Transcribe each record exactly. Omit the pictures.

(Natural language region descriptions)
..........
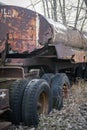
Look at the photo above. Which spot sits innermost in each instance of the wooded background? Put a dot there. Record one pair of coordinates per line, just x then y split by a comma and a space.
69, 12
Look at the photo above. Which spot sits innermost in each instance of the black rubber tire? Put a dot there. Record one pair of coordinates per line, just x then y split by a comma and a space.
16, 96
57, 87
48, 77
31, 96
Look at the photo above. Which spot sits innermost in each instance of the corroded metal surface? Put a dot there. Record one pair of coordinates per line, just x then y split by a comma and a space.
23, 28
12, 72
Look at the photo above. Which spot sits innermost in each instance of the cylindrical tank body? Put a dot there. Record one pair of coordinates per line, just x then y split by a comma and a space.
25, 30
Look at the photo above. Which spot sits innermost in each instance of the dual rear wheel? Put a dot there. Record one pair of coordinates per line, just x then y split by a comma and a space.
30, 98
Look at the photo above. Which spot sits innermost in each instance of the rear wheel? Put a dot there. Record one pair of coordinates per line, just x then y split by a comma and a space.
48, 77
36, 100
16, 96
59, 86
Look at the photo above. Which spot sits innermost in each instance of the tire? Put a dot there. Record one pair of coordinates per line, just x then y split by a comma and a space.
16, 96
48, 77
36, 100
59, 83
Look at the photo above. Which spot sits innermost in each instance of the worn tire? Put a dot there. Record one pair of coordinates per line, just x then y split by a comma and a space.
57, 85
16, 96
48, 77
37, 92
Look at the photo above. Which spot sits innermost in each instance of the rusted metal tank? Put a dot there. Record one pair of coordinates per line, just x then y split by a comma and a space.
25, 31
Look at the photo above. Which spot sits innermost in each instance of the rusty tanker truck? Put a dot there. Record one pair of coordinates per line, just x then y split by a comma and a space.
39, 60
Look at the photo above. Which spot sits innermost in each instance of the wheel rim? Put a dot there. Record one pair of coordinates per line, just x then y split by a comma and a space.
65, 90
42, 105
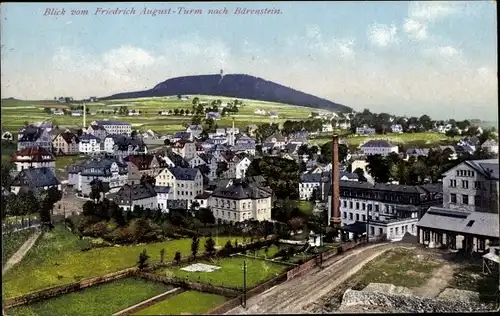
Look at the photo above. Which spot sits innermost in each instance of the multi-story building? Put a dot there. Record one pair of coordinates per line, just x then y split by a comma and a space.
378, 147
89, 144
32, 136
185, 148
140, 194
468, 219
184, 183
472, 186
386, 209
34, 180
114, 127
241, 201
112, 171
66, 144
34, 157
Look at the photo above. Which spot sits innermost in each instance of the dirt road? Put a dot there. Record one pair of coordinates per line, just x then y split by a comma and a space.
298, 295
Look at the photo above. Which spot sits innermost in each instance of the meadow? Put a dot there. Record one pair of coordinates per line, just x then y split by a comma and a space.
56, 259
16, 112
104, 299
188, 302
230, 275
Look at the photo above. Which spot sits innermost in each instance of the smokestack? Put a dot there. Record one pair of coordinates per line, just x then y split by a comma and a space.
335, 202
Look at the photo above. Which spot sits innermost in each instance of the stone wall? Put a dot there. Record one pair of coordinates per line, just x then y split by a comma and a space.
..........
» Response box
Look at the photo above. Which spot sits innermost in each instance of the wooded background? Put a dot there. Record one pair of coordinates per line, just x then y split by a comma and a space.
69, 12
Look at the photo above. Which spot sits innermost in each instance of the black rubber tire? Put a dot there. Record one pair of coordinates per line, just x then y split by a comma and a space.
16, 96
57, 87
48, 77
31, 96
Look at the photo above. Which spot sits innermost in each instance of the corroded metal surface? Put a dot there. Record one pair of coordinates per line, just x then y split by a comma and a space.
23, 28
12, 72
Look at the photo above. Which spot sits innermost in each instance of the cylindrical tank body? Put a dot there. Record one pair of coordinates per line, just x then y split by a comma and a space.
25, 30
Look at the photo above. Which spot sits innermost in each instance of the dual rear wheel? Put a dot there. Record one pair of coordinates per line, just x then y split by a comma and a space.
30, 98
Look at the photo above. Which spot sits innermost in each instance of the rear wheel? Put a dot there. Record one pair of coordinates per line, just x then y split by a comma and a space.
48, 77
36, 100
16, 96
59, 86
Look at the photo above. Which spot sits innermost in each instance of the tire? Put a dot there. Record one pair of coordinates per line, just x then y split by a comma and a space.
16, 96
48, 77
36, 100
59, 83
Look at the photo above. Which spot sits innermost in each instance of the worn tire? Put a dot there. Record one pair of coordinates per line, just x then y split by a comma and a space.
57, 85
16, 96
48, 77
37, 92
Look at the photo above. Which spot sits innermost in each instance of the rusted metal tank? Put a dot there. Record one pair of coordinates per line, just x then y split by a comma and a space.
25, 31
Look at the photo above. Which spot sits innermost in each instance of the rusty tanker truck? Put a dot there. Record one pair of coordinates per line, just x then y split by a comma and a space.
39, 60
Look at the photo above. Which spot sits innermost in each instance of the wheel rim? Put a dot there. Record one pair of coordinates per line, just x then y split by a comma and a space.
65, 90
42, 105
Look at the photo above. Which spot sits innermost in each instance of the multi-story building? Put a dot there. Record one pair of coordinates per line, just x then y split by a comma and a space.
378, 147
89, 144
32, 136
185, 148
140, 194
468, 219
184, 183
472, 186
386, 209
34, 180
114, 127
241, 201
112, 171
66, 144
34, 157
Look at the photo above. Which spot sits innermost in each instance of the dirt road? Put a dot there. Record one pair of coordinates per line, just x then y split by a comma and a space.
298, 295
Look at the photo above. Which spot sits innermost in each instance of the meadow? Put a dot there. Record one pair of coordinates per line, just x then y split by a comma and a space.
56, 259
16, 112
104, 299
188, 302
230, 275
Look at the photo above. Which spot sits innermost in each instance of the smokestack? Put a dot there. Record one pair of coordinates per line, just x then y split by a comma and a space.
335, 202
Look at the photo above. Which spot sits innermost in each instance of the stone wall? Put a dot there. Record one pair of coordinates per line, just x then y split by a comma and a space.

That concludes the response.